YOUR GOAL → Count the lines in the items below that contain the string "railing". Give only the number.
Start DATASET EXTRACT
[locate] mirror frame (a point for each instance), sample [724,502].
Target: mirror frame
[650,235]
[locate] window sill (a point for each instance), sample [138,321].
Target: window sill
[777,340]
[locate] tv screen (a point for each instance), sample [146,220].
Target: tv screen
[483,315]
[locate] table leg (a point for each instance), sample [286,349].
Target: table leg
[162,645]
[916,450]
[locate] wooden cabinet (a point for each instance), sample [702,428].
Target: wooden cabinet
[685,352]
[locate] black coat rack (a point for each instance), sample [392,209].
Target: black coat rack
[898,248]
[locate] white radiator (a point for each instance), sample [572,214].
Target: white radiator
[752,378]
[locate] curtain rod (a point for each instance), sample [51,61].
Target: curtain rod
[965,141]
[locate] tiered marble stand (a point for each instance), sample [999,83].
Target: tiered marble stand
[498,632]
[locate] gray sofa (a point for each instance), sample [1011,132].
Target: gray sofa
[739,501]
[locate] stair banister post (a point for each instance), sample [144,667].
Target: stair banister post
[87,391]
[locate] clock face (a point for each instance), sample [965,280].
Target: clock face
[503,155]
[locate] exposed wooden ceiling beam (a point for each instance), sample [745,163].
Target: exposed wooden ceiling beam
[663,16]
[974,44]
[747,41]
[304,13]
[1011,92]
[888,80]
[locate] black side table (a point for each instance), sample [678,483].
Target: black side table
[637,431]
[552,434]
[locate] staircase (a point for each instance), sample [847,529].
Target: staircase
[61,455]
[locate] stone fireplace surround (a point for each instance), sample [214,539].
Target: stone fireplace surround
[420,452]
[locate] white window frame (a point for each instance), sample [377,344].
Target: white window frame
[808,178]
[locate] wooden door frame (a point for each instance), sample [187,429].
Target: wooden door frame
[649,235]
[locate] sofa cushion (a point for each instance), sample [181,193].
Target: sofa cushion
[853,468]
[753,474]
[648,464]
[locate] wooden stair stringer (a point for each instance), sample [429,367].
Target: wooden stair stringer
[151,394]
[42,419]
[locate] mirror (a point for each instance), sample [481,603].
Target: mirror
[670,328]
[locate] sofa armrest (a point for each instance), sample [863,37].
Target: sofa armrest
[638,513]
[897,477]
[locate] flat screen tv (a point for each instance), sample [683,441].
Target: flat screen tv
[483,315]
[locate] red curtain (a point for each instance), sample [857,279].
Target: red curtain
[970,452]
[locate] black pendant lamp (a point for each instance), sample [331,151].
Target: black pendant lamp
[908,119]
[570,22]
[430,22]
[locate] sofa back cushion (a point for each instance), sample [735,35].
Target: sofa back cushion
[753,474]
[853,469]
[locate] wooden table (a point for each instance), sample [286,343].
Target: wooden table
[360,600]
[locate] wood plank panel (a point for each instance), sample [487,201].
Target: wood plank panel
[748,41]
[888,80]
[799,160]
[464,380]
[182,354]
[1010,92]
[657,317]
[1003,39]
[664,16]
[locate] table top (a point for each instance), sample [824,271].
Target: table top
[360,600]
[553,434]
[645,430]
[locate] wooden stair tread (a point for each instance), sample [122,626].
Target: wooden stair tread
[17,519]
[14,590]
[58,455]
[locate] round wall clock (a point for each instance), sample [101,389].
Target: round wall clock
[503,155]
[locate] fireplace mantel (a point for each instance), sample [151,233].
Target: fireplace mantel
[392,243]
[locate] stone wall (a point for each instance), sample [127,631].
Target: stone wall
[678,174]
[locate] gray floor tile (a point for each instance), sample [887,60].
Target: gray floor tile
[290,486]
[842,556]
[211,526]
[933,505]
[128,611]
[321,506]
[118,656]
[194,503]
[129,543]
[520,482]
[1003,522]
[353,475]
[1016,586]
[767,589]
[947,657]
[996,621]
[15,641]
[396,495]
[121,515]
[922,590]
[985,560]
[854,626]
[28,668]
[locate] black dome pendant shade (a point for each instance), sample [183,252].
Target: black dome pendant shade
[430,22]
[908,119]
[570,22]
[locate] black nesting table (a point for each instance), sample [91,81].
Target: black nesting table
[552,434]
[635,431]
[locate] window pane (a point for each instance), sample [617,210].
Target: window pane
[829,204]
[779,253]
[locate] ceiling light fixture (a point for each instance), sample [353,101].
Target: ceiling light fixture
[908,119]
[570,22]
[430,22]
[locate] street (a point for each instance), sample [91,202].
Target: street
End DATASET EXTRACT
Start DATASET EXTRACT
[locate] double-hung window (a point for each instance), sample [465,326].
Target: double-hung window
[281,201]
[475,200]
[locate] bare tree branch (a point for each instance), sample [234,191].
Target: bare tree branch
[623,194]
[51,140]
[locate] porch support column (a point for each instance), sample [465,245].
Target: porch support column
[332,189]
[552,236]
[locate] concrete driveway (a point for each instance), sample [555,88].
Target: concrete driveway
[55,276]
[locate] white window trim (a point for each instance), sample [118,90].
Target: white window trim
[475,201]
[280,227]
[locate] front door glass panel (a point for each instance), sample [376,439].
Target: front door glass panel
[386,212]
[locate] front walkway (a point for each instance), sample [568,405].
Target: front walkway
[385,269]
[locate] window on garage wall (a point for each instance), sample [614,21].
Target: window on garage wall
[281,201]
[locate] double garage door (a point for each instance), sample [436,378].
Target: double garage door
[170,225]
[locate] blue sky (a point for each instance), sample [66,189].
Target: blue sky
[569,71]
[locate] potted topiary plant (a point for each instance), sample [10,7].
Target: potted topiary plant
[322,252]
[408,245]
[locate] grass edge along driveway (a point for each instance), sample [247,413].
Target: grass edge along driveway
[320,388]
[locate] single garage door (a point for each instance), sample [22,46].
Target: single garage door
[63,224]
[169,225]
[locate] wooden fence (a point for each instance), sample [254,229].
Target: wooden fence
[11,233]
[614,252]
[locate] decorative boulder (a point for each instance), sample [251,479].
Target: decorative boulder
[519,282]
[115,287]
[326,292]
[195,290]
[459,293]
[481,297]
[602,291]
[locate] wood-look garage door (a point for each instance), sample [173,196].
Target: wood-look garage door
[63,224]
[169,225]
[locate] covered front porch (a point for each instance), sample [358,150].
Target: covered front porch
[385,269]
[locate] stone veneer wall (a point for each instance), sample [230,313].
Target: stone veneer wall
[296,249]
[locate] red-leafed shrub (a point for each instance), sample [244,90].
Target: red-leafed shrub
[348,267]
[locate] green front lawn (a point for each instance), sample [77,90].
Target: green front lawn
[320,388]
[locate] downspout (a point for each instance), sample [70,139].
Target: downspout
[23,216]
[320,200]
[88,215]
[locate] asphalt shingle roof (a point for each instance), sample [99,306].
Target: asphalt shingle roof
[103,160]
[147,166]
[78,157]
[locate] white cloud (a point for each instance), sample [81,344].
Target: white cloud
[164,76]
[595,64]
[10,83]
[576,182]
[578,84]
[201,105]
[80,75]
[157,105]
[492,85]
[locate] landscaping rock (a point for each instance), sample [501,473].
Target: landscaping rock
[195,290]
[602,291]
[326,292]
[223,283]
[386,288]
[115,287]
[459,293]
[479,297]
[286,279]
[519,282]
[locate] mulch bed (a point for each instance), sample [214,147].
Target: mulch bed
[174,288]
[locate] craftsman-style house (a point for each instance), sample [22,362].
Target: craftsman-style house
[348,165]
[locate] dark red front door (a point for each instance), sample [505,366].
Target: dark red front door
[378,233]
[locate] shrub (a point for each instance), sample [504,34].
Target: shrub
End DATASET EXTRACT
Start DATASET EXTRACT
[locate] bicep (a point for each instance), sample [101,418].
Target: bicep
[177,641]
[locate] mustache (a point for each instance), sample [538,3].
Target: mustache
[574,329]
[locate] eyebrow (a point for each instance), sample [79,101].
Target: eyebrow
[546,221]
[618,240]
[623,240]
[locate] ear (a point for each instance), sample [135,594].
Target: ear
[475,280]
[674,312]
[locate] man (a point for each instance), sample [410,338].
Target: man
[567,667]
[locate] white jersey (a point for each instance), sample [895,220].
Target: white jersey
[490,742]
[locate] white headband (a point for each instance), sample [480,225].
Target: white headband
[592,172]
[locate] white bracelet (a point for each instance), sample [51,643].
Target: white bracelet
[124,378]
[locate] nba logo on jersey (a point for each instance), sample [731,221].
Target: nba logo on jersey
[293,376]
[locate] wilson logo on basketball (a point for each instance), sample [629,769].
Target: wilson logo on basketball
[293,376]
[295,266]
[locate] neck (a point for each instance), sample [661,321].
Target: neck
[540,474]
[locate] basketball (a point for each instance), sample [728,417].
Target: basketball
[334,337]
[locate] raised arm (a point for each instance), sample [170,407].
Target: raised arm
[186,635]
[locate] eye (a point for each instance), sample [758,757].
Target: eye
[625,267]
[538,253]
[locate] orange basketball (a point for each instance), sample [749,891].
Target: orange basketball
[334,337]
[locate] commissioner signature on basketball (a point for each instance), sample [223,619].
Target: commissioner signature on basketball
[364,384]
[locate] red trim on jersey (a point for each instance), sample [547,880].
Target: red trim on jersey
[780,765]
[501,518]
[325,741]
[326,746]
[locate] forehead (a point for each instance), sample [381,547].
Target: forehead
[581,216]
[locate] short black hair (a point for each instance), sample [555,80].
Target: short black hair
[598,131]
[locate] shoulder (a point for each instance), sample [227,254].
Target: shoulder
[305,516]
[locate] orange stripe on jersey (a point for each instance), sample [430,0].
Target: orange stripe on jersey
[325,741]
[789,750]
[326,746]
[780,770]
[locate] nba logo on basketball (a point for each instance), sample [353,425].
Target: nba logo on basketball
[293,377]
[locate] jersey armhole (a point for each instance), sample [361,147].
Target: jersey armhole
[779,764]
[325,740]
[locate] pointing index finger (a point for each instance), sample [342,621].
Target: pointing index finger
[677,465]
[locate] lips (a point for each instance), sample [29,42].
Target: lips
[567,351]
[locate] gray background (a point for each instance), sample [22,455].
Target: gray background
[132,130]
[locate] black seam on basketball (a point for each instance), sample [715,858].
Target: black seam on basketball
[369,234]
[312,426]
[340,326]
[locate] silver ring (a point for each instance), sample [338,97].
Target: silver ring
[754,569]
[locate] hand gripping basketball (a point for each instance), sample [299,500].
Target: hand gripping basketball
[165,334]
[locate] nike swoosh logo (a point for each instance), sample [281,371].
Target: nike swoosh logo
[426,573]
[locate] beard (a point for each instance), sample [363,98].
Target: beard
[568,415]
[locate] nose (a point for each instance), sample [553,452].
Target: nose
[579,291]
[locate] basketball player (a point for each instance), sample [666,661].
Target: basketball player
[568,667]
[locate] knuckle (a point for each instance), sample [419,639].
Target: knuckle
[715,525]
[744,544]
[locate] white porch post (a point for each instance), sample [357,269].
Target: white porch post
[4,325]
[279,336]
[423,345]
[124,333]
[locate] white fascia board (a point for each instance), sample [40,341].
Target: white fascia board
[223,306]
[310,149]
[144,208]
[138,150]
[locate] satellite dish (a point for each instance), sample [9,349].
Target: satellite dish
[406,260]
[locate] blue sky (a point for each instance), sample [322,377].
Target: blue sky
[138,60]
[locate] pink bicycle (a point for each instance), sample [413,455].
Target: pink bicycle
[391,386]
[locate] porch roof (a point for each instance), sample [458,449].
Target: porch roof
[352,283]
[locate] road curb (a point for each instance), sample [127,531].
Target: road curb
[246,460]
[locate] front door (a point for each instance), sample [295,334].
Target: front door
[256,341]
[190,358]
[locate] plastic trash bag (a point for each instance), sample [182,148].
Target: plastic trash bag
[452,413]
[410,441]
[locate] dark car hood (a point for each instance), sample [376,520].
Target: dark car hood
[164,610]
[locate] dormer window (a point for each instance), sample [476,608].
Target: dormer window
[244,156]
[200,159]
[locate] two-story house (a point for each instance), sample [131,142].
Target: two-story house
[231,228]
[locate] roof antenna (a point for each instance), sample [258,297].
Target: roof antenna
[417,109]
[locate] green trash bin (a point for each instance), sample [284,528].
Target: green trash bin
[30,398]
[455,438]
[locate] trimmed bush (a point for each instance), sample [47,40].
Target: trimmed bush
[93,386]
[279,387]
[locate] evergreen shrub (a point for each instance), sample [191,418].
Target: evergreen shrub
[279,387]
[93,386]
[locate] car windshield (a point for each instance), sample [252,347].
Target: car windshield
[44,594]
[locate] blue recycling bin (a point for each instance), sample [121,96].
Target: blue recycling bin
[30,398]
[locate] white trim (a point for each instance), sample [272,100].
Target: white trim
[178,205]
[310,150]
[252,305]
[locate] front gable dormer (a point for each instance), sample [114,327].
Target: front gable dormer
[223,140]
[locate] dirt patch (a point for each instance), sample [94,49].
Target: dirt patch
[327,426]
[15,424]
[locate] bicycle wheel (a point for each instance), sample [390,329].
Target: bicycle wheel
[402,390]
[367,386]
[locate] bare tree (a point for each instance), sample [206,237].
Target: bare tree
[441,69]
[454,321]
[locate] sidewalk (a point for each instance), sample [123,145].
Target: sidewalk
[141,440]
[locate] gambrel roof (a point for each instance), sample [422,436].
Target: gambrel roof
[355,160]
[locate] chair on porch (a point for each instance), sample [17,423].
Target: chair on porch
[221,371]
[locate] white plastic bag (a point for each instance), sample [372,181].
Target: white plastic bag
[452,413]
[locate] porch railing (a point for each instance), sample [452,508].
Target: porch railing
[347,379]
End DATASET EXTRACT
EXPECTED ANSWER → 2